-- Begin Selected excerpt --
What's the average click-through rate for a Google AdWords ad? When people ask this question, it's often because they want to benchmark their own ad CTR's. Unfortunately, way too many advertisers are content to reach an average click-through rate and leave it at that.
We recently held a well-attended webinar packed with crazy techniques you can use to triple your AdWords click-through rate. Sounds unbelievable, right? It's not at all - in fact, we walked step-by-step through a process that helps marketers improve their ads to the point they're performing in the top 1% of all ads across the platform.
First, we had to establish one very important thing: a lot of the "experts" you're currently turning to for advice don't know what they're talking about.
There are blog posts, articles and podcasts about CTRs littering the web, but no one really likes to give a direct answer to, "What is a good CTR?" Much depends on your industry, competition and goals. However, I can tell you this: marketers who are satisfied with 2-5% CTRs, despite conventional wisdom telling you this is a good thing, are underachieving.
In our webinar, we first looked at two ads side by side and asked the audience to identify the "winning" ad.
-- End Selected excerpt --
-- Begin Stored records --
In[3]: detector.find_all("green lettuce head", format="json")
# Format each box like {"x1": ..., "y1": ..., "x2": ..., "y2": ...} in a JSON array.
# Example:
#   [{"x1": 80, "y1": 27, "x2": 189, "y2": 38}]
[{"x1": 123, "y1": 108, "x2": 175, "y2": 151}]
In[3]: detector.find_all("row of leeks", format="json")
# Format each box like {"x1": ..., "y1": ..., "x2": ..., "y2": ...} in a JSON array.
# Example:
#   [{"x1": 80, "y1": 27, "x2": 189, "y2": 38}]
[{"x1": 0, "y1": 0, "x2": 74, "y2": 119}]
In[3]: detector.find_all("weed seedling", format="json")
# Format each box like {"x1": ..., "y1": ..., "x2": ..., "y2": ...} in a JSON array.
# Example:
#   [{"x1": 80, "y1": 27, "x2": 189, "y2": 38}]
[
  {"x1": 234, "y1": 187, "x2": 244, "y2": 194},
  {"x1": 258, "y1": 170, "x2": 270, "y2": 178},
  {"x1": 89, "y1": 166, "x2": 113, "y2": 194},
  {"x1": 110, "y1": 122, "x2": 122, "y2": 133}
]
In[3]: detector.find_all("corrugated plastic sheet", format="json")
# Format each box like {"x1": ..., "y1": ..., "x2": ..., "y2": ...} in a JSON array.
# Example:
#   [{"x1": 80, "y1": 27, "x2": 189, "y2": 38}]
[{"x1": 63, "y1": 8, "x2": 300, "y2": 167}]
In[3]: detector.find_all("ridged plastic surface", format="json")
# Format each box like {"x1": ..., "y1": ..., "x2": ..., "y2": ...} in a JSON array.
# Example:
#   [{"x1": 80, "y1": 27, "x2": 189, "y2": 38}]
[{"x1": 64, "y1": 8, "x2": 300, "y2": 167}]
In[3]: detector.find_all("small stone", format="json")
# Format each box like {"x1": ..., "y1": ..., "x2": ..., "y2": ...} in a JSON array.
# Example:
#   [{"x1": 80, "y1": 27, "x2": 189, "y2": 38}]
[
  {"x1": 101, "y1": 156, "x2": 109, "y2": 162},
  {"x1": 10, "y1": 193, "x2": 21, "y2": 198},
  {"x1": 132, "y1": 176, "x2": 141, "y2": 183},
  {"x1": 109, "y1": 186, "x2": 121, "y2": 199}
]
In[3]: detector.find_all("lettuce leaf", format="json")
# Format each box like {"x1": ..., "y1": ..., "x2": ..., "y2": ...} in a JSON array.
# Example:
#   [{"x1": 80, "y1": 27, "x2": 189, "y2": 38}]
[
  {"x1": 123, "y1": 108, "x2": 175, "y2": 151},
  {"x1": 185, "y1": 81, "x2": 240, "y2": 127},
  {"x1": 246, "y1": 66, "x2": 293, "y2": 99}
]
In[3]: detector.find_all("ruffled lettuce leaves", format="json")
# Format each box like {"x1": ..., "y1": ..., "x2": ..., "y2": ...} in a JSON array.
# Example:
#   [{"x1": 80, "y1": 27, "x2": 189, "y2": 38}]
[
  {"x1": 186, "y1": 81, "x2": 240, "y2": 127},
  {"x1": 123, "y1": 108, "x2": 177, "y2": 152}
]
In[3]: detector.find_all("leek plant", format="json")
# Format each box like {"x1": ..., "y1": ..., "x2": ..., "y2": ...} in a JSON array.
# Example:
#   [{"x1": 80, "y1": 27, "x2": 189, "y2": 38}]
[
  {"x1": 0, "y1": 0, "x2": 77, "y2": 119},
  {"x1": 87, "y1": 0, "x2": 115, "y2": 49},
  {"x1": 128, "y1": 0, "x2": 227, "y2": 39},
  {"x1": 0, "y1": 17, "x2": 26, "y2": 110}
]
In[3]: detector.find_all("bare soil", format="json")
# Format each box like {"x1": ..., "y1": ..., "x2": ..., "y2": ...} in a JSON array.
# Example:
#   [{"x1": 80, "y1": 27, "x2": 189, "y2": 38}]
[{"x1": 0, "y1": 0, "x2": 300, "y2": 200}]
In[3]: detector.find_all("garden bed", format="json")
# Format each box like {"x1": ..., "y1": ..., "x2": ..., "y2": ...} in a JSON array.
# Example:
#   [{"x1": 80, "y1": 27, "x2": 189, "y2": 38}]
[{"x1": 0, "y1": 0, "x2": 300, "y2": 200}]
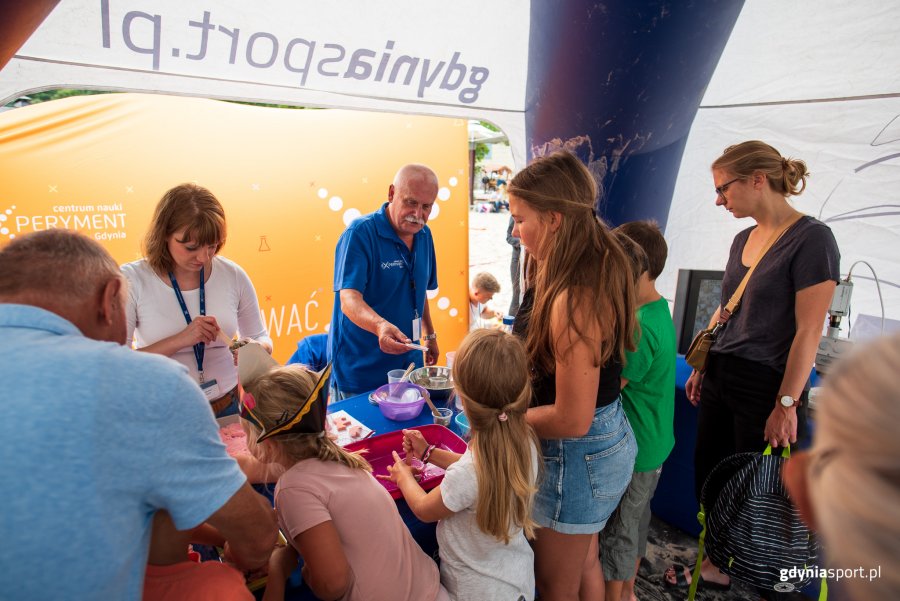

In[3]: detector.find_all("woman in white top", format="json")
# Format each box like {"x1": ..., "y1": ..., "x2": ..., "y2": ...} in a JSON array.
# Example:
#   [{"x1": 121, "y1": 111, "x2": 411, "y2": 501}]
[{"x1": 122, "y1": 184, "x2": 272, "y2": 416}]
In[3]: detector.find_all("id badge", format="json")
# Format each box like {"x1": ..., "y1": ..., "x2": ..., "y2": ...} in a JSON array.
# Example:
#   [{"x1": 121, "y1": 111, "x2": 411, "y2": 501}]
[{"x1": 200, "y1": 379, "x2": 222, "y2": 401}]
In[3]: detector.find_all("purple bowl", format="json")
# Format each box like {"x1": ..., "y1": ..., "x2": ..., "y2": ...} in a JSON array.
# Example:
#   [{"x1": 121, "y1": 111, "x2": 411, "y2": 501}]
[{"x1": 372, "y1": 382, "x2": 428, "y2": 422}]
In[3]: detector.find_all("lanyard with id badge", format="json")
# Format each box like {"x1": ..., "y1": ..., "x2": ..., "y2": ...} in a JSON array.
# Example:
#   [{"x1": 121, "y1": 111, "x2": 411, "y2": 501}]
[
  {"x1": 169, "y1": 267, "x2": 222, "y2": 402},
  {"x1": 397, "y1": 238, "x2": 422, "y2": 340}
]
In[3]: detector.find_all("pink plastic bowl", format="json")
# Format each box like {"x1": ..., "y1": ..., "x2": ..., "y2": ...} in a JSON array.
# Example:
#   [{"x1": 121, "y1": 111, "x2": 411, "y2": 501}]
[{"x1": 373, "y1": 382, "x2": 428, "y2": 422}]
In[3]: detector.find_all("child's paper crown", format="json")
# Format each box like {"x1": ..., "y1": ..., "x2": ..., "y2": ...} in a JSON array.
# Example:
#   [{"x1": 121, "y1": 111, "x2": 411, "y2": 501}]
[{"x1": 237, "y1": 343, "x2": 331, "y2": 442}]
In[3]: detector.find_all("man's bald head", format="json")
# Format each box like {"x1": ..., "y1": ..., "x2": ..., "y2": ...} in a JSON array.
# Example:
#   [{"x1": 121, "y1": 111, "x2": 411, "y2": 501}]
[
  {"x1": 0, "y1": 229, "x2": 124, "y2": 342},
  {"x1": 388, "y1": 164, "x2": 438, "y2": 243}
]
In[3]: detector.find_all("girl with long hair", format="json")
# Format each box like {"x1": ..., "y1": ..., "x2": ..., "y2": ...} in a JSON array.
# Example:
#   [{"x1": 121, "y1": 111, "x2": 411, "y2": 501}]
[
  {"x1": 509, "y1": 152, "x2": 637, "y2": 600},
  {"x1": 239, "y1": 360, "x2": 448, "y2": 601},
  {"x1": 389, "y1": 329, "x2": 539, "y2": 601}
]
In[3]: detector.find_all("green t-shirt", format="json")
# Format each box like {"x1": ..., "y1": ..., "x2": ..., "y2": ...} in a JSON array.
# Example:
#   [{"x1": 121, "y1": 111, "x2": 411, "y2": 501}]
[{"x1": 622, "y1": 298, "x2": 676, "y2": 472}]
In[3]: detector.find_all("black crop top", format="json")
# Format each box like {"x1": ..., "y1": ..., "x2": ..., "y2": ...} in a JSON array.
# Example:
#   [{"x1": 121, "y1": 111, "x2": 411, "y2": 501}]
[{"x1": 513, "y1": 288, "x2": 622, "y2": 409}]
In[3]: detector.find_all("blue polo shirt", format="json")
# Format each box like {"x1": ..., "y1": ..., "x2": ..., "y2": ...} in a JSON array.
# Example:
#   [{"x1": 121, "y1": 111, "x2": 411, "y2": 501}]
[
  {"x1": 0, "y1": 303, "x2": 246, "y2": 601},
  {"x1": 328, "y1": 203, "x2": 438, "y2": 392}
]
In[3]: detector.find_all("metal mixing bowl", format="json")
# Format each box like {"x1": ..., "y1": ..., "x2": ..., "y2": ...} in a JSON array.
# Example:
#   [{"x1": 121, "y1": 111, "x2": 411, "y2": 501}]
[{"x1": 409, "y1": 365, "x2": 453, "y2": 401}]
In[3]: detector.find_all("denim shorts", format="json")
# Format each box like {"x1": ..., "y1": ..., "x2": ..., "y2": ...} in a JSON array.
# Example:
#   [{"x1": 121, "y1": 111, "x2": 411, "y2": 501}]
[{"x1": 533, "y1": 400, "x2": 637, "y2": 534}]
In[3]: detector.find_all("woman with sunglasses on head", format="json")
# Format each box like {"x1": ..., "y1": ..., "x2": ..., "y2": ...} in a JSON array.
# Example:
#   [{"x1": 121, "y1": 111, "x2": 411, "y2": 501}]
[
  {"x1": 665, "y1": 140, "x2": 840, "y2": 598},
  {"x1": 122, "y1": 184, "x2": 272, "y2": 417}
]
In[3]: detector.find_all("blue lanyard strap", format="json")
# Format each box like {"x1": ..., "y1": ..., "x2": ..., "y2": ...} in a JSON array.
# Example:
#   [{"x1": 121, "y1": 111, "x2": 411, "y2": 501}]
[
  {"x1": 169, "y1": 267, "x2": 206, "y2": 370},
  {"x1": 397, "y1": 238, "x2": 419, "y2": 318}
]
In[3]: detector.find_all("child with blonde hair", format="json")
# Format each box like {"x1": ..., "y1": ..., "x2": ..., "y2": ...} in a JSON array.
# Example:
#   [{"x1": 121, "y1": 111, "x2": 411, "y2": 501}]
[
  {"x1": 238, "y1": 344, "x2": 448, "y2": 601},
  {"x1": 469, "y1": 271, "x2": 503, "y2": 332},
  {"x1": 388, "y1": 330, "x2": 539, "y2": 601}
]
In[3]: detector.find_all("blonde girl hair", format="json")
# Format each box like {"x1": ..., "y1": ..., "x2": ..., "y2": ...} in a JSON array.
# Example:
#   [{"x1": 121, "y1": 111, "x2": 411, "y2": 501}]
[
  {"x1": 509, "y1": 151, "x2": 636, "y2": 374},
  {"x1": 143, "y1": 184, "x2": 226, "y2": 273},
  {"x1": 453, "y1": 329, "x2": 540, "y2": 544},
  {"x1": 241, "y1": 364, "x2": 372, "y2": 472},
  {"x1": 807, "y1": 335, "x2": 900, "y2": 599},
  {"x1": 712, "y1": 140, "x2": 809, "y2": 197}
]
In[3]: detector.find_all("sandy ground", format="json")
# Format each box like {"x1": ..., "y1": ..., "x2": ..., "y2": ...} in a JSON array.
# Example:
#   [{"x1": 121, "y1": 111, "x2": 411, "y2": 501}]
[{"x1": 469, "y1": 211, "x2": 512, "y2": 313}]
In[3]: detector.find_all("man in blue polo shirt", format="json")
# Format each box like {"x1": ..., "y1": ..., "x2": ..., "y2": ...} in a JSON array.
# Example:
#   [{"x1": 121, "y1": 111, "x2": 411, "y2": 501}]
[
  {"x1": 0, "y1": 229, "x2": 278, "y2": 601},
  {"x1": 328, "y1": 165, "x2": 438, "y2": 400}
]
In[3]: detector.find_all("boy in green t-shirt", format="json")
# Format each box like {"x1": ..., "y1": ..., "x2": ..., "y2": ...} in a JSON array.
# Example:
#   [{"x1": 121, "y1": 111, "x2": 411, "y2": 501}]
[{"x1": 600, "y1": 221, "x2": 676, "y2": 601}]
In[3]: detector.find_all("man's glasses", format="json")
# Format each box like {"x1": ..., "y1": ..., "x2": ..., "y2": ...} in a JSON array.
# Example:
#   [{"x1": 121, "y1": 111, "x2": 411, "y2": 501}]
[{"x1": 716, "y1": 177, "x2": 744, "y2": 198}]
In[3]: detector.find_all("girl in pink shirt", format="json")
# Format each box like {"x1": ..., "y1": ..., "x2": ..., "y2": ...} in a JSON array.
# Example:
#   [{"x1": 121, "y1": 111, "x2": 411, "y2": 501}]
[{"x1": 241, "y1": 355, "x2": 448, "y2": 601}]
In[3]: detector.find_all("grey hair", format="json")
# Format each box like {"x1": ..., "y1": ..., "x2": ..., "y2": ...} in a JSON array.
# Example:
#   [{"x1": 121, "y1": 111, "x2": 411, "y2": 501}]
[
  {"x1": 0, "y1": 229, "x2": 122, "y2": 306},
  {"x1": 807, "y1": 335, "x2": 900, "y2": 599}
]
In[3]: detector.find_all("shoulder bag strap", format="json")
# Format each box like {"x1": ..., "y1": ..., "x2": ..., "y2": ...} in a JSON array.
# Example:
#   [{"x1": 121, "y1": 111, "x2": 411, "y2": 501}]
[{"x1": 719, "y1": 213, "x2": 803, "y2": 325}]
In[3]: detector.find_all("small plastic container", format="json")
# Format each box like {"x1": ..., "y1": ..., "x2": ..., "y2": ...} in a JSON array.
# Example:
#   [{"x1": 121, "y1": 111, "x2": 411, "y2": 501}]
[
  {"x1": 372, "y1": 382, "x2": 428, "y2": 422},
  {"x1": 456, "y1": 412, "x2": 472, "y2": 440},
  {"x1": 388, "y1": 369, "x2": 406, "y2": 384},
  {"x1": 433, "y1": 407, "x2": 453, "y2": 428}
]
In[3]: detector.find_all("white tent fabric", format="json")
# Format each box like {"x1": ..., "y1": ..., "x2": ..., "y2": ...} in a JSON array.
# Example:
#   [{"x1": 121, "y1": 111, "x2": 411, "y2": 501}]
[
  {"x1": 0, "y1": 0, "x2": 529, "y2": 164},
  {"x1": 660, "y1": 0, "x2": 900, "y2": 335},
  {"x1": 0, "y1": 0, "x2": 900, "y2": 332}
]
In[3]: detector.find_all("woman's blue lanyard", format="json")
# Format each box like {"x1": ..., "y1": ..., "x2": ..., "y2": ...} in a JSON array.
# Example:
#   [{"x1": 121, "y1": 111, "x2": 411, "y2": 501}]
[
  {"x1": 397, "y1": 238, "x2": 419, "y2": 319},
  {"x1": 169, "y1": 267, "x2": 206, "y2": 383}
]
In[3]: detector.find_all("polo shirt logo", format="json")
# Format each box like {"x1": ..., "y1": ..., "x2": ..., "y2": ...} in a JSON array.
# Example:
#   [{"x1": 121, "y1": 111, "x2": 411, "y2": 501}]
[{"x1": 381, "y1": 259, "x2": 403, "y2": 269}]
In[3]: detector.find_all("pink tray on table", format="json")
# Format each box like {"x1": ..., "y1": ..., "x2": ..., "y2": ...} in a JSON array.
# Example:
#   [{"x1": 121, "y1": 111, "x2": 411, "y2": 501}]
[{"x1": 344, "y1": 424, "x2": 466, "y2": 499}]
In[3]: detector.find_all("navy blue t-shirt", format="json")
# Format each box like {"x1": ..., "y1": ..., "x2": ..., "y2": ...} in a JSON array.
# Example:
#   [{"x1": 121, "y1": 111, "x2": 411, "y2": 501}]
[
  {"x1": 328, "y1": 203, "x2": 438, "y2": 393},
  {"x1": 710, "y1": 216, "x2": 841, "y2": 372}
]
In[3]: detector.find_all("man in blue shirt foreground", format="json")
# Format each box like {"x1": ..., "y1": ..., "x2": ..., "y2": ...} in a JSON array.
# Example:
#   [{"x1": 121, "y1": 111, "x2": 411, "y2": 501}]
[
  {"x1": 328, "y1": 164, "x2": 439, "y2": 401},
  {"x1": 0, "y1": 230, "x2": 277, "y2": 600}
]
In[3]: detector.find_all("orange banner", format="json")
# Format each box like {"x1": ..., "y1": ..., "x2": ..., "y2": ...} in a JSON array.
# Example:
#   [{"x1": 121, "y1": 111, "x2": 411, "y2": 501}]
[{"x1": 0, "y1": 94, "x2": 469, "y2": 363}]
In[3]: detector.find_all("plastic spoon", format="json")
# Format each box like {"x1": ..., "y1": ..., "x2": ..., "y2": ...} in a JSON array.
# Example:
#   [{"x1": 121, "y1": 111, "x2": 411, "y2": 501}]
[{"x1": 400, "y1": 363, "x2": 416, "y2": 382}]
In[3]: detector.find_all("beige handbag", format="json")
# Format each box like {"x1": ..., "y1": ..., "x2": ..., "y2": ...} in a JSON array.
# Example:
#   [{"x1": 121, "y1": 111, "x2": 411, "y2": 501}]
[{"x1": 684, "y1": 213, "x2": 803, "y2": 373}]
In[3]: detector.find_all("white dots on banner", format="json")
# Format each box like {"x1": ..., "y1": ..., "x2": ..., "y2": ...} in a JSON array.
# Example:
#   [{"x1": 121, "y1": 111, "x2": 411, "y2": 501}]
[{"x1": 344, "y1": 209, "x2": 362, "y2": 226}]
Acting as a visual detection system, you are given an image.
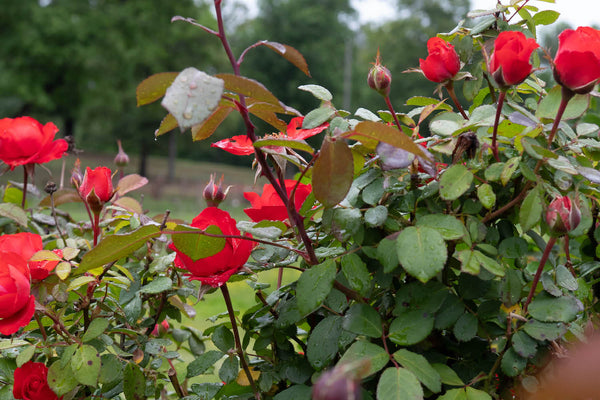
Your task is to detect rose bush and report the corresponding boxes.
[0,0,600,400]
[13,361,62,400]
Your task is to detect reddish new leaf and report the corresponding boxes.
[135,72,179,107]
[312,136,354,207]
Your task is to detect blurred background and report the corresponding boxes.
[0,0,600,219]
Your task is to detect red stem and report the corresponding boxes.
[548,86,575,148]
[445,81,469,120]
[215,284,260,400]
[523,236,556,314]
[492,89,506,162]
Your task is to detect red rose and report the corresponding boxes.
[0,232,62,280]
[244,179,312,222]
[489,31,540,86]
[169,207,254,287]
[79,167,115,212]
[0,117,69,170]
[419,37,460,83]
[13,361,62,400]
[211,117,329,156]
[554,26,600,94]
[0,253,35,335]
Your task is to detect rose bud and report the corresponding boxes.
[489,31,540,87]
[202,174,231,207]
[367,50,392,97]
[115,140,129,168]
[419,37,460,83]
[312,367,362,400]
[553,26,600,94]
[546,196,581,236]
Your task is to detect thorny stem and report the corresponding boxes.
[21,165,29,210]
[215,284,260,400]
[523,236,556,314]
[548,86,575,148]
[445,81,469,120]
[492,89,506,162]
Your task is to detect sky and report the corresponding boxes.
[243,0,600,26]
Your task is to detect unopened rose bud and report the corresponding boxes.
[115,140,129,168]
[202,174,229,207]
[312,367,362,400]
[367,50,392,97]
[71,158,83,189]
[546,196,581,236]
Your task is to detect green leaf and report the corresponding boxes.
-- End Stored records --
Task instructions:
- 1) According to the text on AdWords click-through rates, which factors determine what a good CTR is? List each one.
- 2) Return the part of the text on AdWords click-through rates from "We recently held" to "across the platform.".

Solved problems:
- 1)
- Industry
- Competition
- Goals

- 2)
We recently held a well-attended webinar packed with crazy techniques you can use to triple your AdWords click-through rate. Sounds unbelievable, right? It's not at all - in fact, we walked step-by-step through a process that helps marketers improve their ads to the point they're performing in the top 1% of all ads across the platform.